Blog / engineering

The 2026 Engineering Stack Decision Tree

Metafic Team May 3, 2026

Stack arguments on Twitter are entertaining. Stack arguments at month six of a product build are expensive. The first is a sport. The second is a postmortem.

Most teams pick a stack from vibe. Someone on the team is excited about a framework, someone else read a blog post, and a decision that will shape the next three years of engineering hours gets made over a slack thread on a Wednesday afternoon. Then the team spends the next eighteen months either pretending the choice was great or quietly building escape hatches around it.

This post is the fit-based version. We have shipped on most of the stacks below, watched several get retired in production, and rescued enough projects to have an opinion about why the second category exists. The point of a stack decision is not to be defensible on Hacker News. The point is to be defensible six months in, when the original author has left, the requirements have changed, and the bill is real.

What follows is the decision tree, layer by layer: frontend, backend, database, deployment. We name the cases where each option is the right answer, the cases where it’s the wrong one, and what we have actually seen go sideways in production. At the end we walk a worked example and a list of stacks we would push back on if a team proposed them today.

# [Extracted data]
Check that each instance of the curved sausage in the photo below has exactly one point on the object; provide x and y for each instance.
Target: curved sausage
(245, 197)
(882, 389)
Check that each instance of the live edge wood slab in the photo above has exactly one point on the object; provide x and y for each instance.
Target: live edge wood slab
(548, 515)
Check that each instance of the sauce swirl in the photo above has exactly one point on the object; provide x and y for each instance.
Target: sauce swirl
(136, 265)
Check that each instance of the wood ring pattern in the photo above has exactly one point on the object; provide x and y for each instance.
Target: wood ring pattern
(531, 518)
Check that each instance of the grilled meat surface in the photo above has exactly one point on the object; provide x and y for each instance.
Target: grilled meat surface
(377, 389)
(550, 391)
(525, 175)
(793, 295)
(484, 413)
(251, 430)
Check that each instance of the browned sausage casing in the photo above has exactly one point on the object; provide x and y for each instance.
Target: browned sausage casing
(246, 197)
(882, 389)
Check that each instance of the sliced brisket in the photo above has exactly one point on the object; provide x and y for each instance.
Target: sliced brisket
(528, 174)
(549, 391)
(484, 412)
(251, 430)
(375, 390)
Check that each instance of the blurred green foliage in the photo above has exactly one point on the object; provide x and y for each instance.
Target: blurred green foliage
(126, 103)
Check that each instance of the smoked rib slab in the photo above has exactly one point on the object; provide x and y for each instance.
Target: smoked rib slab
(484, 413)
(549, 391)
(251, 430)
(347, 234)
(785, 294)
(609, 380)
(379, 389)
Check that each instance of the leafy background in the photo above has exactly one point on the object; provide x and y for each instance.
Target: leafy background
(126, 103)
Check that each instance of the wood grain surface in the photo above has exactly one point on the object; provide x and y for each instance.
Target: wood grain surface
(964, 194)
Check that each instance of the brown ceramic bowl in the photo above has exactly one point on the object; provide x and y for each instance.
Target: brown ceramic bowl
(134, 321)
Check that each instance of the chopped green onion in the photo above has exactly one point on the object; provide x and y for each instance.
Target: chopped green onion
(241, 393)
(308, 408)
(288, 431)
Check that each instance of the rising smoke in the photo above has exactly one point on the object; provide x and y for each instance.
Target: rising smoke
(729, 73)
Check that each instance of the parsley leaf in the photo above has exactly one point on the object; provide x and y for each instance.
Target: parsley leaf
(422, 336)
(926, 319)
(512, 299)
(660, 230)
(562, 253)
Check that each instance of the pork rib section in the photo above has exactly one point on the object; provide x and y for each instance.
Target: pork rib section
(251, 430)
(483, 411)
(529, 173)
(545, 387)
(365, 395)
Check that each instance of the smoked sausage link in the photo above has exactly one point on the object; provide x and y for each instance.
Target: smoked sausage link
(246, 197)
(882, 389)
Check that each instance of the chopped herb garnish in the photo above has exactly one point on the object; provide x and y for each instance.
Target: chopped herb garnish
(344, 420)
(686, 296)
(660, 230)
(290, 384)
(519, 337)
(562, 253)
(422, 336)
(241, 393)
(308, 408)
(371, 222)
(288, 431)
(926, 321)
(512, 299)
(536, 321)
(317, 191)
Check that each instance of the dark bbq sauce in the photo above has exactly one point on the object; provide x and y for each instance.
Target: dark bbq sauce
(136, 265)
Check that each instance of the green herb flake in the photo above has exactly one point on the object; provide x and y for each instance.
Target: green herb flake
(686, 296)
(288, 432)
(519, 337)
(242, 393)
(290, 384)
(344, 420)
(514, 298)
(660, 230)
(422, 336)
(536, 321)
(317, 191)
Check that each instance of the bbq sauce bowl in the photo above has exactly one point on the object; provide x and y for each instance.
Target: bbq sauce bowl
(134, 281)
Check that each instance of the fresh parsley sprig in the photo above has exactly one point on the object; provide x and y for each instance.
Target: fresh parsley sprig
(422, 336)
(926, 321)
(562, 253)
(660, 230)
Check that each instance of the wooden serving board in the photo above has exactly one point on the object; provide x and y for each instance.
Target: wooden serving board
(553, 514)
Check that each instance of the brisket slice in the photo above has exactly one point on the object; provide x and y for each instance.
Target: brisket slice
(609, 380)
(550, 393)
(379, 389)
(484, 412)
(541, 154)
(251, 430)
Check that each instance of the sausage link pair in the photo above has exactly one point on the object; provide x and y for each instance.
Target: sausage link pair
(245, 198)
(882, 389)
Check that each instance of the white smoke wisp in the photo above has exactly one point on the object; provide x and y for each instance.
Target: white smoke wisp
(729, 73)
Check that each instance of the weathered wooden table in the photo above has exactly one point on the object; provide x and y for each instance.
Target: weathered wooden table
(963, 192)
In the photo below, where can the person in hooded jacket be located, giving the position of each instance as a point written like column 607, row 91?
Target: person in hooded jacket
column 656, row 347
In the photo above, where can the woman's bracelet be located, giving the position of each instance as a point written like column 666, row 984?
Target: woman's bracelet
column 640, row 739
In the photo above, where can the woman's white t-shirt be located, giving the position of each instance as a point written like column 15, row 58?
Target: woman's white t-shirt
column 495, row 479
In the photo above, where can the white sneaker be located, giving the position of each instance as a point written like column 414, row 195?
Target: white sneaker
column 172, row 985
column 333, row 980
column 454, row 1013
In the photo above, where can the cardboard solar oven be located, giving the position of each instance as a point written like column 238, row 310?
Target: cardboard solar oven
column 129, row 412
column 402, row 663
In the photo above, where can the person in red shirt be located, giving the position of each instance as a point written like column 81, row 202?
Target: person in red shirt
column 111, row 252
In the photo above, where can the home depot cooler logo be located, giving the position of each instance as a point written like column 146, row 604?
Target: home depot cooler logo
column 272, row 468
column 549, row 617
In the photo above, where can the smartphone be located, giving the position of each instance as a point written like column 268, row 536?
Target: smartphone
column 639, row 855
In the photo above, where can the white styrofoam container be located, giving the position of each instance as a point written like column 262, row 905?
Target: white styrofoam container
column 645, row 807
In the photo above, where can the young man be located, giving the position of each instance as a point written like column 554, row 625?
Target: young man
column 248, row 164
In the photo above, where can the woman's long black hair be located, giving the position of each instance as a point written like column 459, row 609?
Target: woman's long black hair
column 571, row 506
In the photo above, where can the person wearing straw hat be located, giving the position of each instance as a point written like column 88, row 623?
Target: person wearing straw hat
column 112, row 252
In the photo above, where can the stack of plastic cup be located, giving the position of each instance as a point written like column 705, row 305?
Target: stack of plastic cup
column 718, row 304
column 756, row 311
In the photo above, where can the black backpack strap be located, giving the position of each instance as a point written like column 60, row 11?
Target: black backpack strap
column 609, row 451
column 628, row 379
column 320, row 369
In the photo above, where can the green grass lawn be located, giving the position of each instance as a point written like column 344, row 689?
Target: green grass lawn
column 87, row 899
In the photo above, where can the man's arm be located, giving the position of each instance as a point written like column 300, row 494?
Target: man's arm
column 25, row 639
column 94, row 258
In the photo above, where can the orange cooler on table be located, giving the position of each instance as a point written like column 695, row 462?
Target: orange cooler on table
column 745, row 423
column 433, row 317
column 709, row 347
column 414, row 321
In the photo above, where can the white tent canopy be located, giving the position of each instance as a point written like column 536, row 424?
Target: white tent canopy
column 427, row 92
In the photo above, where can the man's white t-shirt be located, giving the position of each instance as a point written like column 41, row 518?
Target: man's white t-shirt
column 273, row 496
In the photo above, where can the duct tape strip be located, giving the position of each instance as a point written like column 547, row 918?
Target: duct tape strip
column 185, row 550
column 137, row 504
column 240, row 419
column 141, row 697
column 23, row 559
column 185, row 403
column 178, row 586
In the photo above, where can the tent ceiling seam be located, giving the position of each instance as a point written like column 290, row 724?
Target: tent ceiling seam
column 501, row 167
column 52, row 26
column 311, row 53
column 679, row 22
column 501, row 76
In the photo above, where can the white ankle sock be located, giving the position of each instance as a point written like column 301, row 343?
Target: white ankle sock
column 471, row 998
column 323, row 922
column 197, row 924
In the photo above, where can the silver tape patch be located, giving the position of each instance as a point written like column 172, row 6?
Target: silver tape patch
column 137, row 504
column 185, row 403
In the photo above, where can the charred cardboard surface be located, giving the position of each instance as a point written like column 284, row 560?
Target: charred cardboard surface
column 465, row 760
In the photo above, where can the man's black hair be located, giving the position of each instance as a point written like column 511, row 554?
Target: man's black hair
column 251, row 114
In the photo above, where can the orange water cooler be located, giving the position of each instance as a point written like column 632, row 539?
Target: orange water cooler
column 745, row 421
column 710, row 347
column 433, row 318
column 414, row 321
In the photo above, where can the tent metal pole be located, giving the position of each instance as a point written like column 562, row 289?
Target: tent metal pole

# [Exercise 1]
Do these statements agree with the post on stack decisions? Answer yes or no for each and quote the deciding words. (a) The decision tree covers frontend, backend, database, and deployment. (b) Most teams choose a stack based on fit. (c) The post ends with a worked example.
# [Exercise 2]
According to the post on stack decisions, how long does a team spend either pretending the choice was great or quietly building escape hatches around it?
# [Exercise 3]
Write out the passage of the post on stack decisions starting with "Stack arguments on" and going on through "is a postmortem.".
None of the items have anything to do with the post on stack decisions.

# [Written solution 1]
(a) Yes: "layer by layer: frontend, backend, database, deployment"
(b) No: "Most teams pick a stack from vibe."
(c) Yes: "At the end we walk a worked example"

# [Written solution 2]
The next eighteen months.

# [Written solution 3]
Stack arguments on Twitter are entertaining. Stack arguments at month six of a product build are expensive. The first is a sport. The second is a postmortem.